(TEXTO APRESENTADO)

Aniversário
- Anamaria Kovács
- 6 de mai. de 2015
- 2 min de leitura

Se vivo fosse, meu pai, Tibor Kovács, completaria hoje cento e dez anos de idade. Quando chegou a este mundo, numa cidadezinha da Hungria, seu país natal era parte do Império Austro-Húngaro, cujo governante seria assassinado em 1914, acendendo o estopim da Primeira Guerra Mundial. Em Budapeste, para onde a família se mudou e de onde emigrou, anos mais tarde, para Viena, trafegavam, naqueles tempos, fiacres, tílburis e bondes puxados por burros ou cavalos. Luz elétrica era uma raridade; as ruas eram iluminadas a gás, assim como no Rio de Janeiro, onde meu pai aportou, aos 21 anos de idade, e de onde só saiu, por receio da violência, no ocaso da vida.
O mundo que ele encontrou, em 1905, nada tem a ver com o que deixou em 1980. Durante sua passagem por aqui, além das duas guerras mundiais que o dividiram em dois pólos opostos, não houve um dia sequer de paz. Por outro lado, descobertas revolucionárias melhoraram o padrão de vida de milhões de pessoas, enquanto outros milhões, vítimas da injustiça e da desigualdade, afundavam cada vez mais na miséria e na doença. Meu pai viu surgir e desenvolver-se a aviação, a conquista do espaço, e centenas de aparelhos que hoje fazem parte do nosso cotidiano; ficaria fascinado pelo computador, cujos primeiros passos testemunhou, como engenheiro.

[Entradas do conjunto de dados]
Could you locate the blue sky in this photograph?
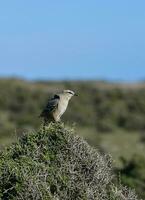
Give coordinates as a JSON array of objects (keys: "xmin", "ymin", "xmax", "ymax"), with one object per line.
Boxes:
[{"xmin": 0, "ymin": 0, "xmax": 145, "ymax": 81}]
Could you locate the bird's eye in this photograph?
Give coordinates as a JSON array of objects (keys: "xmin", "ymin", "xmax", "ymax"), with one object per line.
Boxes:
[{"xmin": 68, "ymin": 92, "xmax": 73, "ymax": 95}]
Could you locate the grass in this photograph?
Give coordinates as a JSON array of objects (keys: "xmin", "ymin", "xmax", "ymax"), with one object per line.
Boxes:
[{"xmin": 100, "ymin": 130, "xmax": 145, "ymax": 167}]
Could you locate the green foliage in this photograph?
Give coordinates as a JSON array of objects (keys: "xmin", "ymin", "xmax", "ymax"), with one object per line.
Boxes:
[
  {"xmin": 0, "ymin": 79, "xmax": 145, "ymax": 137},
  {"xmin": 0, "ymin": 124, "xmax": 137, "ymax": 200},
  {"xmin": 119, "ymin": 155, "xmax": 145, "ymax": 199}
]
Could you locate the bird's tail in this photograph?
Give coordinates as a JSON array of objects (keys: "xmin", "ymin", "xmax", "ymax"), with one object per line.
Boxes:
[{"xmin": 42, "ymin": 119, "xmax": 47, "ymax": 133}]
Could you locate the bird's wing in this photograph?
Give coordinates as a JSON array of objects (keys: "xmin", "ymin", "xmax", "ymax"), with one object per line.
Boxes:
[{"xmin": 40, "ymin": 95, "xmax": 60, "ymax": 117}]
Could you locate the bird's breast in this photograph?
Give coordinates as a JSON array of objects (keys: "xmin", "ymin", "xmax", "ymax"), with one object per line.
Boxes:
[{"xmin": 58, "ymin": 100, "xmax": 68, "ymax": 116}]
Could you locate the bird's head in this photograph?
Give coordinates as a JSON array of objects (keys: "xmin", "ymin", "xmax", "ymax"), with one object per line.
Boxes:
[{"xmin": 63, "ymin": 90, "xmax": 78, "ymax": 99}]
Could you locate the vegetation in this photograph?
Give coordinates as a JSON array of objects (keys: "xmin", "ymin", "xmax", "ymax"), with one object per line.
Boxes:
[
  {"xmin": 0, "ymin": 123, "xmax": 138, "ymax": 200},
  {"xmin": 0, "ymin": 79, "xmax": 145, "ymax": 199}
]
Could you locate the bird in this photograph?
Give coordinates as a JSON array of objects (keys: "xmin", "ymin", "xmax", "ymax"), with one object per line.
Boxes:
[{"xmin": 40, "ymin": 90, "xmax": 78, "ymax": 126}]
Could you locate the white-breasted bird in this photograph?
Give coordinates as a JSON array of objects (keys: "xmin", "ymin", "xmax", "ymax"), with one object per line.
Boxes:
[{"xmin": 40, "ymin": 90, "xmax": 78, "ymax": 124}]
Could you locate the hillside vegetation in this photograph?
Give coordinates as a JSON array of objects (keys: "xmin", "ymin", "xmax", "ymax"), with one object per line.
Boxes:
[
  {"xmin": 0, "ymin": 79, "xmax": 145, "ymax": 138},
  {"xmin": 0, "ymin": 124, "xmax": 138, "ymax": 200},
  {"xmin": 0, "ymin": 79, "xmax": 145, "ymax": 199}
]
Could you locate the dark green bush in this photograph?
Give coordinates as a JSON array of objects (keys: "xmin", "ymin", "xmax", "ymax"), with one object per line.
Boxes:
[{"xmin": 0, "ymin": 124, "xmax": 137, "ymax": 200}]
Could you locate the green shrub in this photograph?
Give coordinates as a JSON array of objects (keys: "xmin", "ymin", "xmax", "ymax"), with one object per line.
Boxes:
[{"xmin": 0, "ymin": 124, "xmax": 137, "ymax": 200}]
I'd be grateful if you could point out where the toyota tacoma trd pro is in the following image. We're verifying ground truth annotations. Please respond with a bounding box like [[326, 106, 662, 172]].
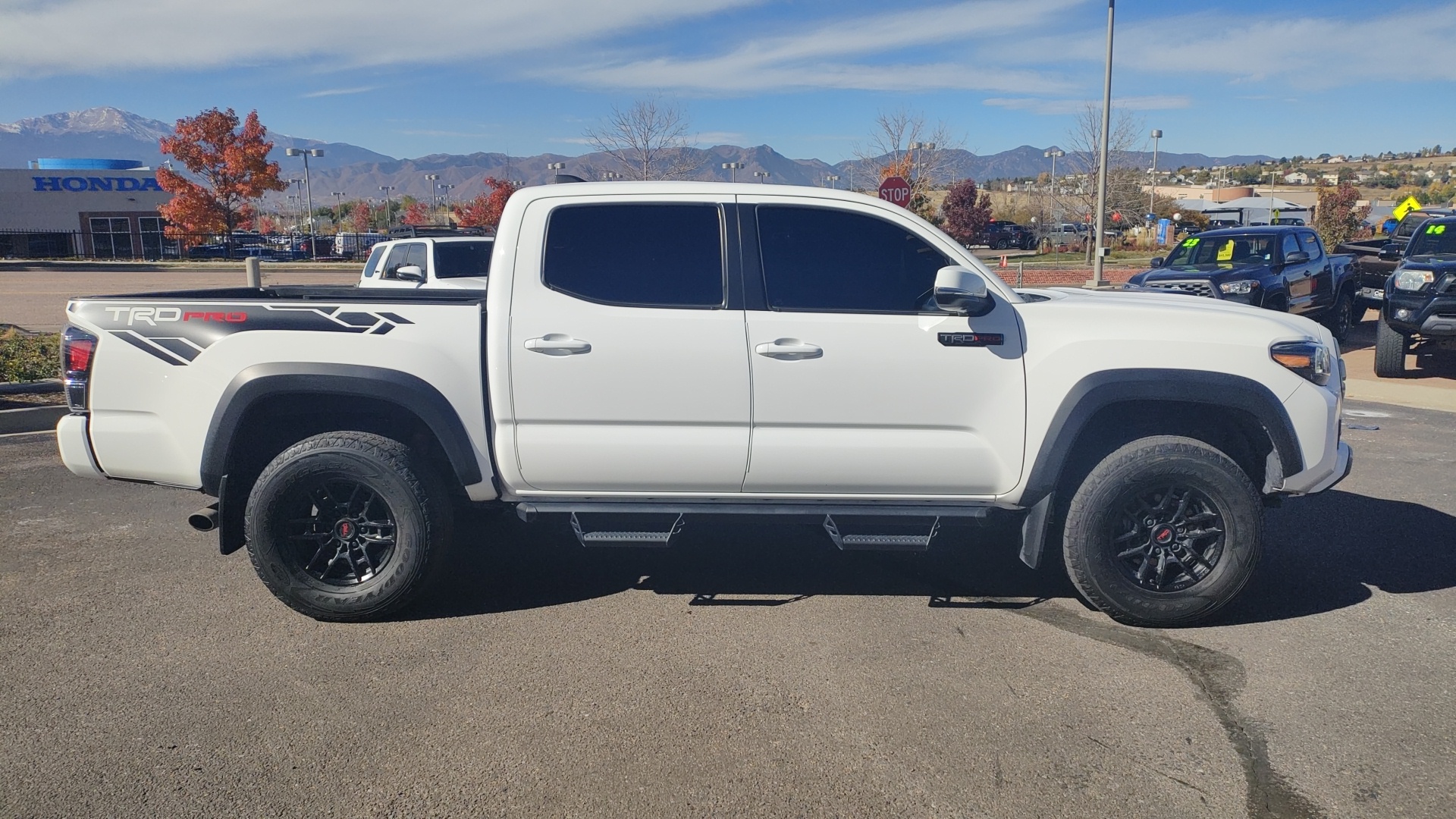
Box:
[[57, 182, 1351, 625]]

(TAREFA 1) Transcreva literalmente o trecho do texto sobre Tibor Kovács que começa nas palavras "Se vivo fosse, meu" e termina depois das palavras "ocaso da vida.".
(TAREFA 2) Liste todas as cidades mencionadas pelo nome no texto sobre Tibor Kovács.
(TAREFA 3) Dê continuidade ao texto sobre Tibor Kovács a partir do ponto em que ele termina.
As linhas não desempenham nenhum papel aqui.

(RESPOSTA 1)
Se vivo fosse, meu pai, Tibor Kovács, completaria hoje cento e dez anos de idade. Quando chegou a este mundo, numa cidadezinha da Hungria, seu país natal era parte do Império Austro-Húngaro, cujo governante seria assassinado em 1914, acendendo o estopim da Primeira Guerra Mundial. Em Budapeste, para onde a família se mudou e de onde emigrou, anos mais tarde, para Viena, trafegavam, naqueles tempos, fiacres, tílburis e bondes puxados por burros ou cavalos. Luz elétrica era uma raridade; as ruas eram iluminadas a gás, assim como no Rio de Janeiro, onde meu pai aportou, aos 21 anos de idade, e de onde só saiu, por receio da violência, no ocaso da vida.

(RESPOSTA 2) Budapeste, Viena, Rio de Janeiro

(RESPOSTA 3)
Fico imaginando, porém, a decepção que sentiria diante da falta de sensibilidade das pessoas, da corrupção, da violência doméstica e urbana, da desvalorização da vida em favor do dinheiro e do descaso diante da poluição e da destruição do meio-ambiente. Talvez tenha sido melhor, para ele, deixar o mundo em 1980...
A crônica original foi publicada no Jornal de Santa Catarina em 28/04/2005, por ocasião do centenário de meu pai.